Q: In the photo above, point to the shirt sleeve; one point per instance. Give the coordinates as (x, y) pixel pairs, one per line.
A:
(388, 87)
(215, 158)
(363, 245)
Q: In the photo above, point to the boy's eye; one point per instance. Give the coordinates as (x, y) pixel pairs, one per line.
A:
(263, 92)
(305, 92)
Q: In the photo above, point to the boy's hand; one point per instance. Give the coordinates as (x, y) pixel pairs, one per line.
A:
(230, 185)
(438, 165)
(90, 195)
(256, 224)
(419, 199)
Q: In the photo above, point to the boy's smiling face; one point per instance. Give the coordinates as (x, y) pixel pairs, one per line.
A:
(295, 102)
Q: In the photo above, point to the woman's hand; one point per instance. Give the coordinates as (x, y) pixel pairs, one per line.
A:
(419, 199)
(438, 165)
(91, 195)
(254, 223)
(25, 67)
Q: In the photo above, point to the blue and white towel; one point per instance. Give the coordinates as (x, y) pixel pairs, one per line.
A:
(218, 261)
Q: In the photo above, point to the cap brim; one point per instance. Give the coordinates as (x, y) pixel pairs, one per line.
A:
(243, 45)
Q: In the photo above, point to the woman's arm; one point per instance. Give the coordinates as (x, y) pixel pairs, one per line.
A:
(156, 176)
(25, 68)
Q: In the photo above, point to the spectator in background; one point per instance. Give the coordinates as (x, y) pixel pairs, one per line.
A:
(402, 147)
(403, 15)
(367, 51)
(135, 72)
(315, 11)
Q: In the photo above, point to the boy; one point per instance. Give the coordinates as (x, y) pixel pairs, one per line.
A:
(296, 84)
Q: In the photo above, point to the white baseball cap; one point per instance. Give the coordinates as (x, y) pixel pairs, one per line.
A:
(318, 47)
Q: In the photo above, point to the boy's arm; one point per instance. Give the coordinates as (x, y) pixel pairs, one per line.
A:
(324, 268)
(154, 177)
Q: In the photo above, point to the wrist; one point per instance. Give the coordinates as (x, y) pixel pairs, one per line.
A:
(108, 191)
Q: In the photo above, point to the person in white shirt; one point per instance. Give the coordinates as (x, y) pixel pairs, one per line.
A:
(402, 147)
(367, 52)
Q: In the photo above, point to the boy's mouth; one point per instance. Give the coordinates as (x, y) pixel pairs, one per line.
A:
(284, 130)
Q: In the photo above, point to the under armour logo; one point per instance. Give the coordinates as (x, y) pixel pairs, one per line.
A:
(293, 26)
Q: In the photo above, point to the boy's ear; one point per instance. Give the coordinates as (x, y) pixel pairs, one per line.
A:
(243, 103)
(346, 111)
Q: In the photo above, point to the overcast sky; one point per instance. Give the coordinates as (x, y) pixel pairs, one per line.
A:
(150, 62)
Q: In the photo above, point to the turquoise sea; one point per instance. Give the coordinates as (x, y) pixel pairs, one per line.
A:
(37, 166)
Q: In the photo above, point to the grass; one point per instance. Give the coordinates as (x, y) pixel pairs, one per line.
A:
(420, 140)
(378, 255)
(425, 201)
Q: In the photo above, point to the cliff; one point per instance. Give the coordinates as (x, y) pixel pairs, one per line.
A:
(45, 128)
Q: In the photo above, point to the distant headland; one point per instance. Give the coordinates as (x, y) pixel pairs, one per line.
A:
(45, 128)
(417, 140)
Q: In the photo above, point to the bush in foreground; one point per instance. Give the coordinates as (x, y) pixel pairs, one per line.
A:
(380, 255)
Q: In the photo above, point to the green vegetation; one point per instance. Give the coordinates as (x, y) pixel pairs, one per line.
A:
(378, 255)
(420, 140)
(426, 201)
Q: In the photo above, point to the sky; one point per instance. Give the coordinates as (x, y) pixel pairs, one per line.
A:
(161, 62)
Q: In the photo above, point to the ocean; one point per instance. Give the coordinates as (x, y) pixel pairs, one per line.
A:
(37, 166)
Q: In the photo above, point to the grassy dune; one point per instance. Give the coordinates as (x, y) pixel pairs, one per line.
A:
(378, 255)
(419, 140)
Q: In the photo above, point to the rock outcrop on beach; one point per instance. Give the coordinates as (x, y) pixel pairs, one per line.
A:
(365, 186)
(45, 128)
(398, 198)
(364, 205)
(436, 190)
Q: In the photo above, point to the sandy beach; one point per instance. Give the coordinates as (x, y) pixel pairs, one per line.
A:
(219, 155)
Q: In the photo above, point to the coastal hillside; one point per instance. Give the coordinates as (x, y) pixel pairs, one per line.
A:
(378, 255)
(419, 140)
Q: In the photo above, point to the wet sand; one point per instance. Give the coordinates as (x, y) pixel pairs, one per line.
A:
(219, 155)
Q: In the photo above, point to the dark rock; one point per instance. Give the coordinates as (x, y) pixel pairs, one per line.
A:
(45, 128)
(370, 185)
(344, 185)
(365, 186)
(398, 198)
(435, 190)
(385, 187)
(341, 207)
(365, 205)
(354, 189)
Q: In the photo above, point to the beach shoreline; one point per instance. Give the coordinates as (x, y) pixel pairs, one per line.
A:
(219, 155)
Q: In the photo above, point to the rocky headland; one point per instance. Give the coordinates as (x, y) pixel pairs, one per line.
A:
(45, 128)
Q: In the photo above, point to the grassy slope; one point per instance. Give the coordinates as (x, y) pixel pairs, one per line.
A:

=-=-=-=-=

**Assignment:** Could you find every line in the records above that has the string "shirt" and copy it?

**Completed task:**
Q: In the photo above, point to the shirt sleeve; one point per instance. Give the coordinates as (x, y) pixel pairs, one per line.
Q: In the photo above, point to the person in white shirt; one point per instance. Give the coordinates as (x, y) pixel pairs, one per line.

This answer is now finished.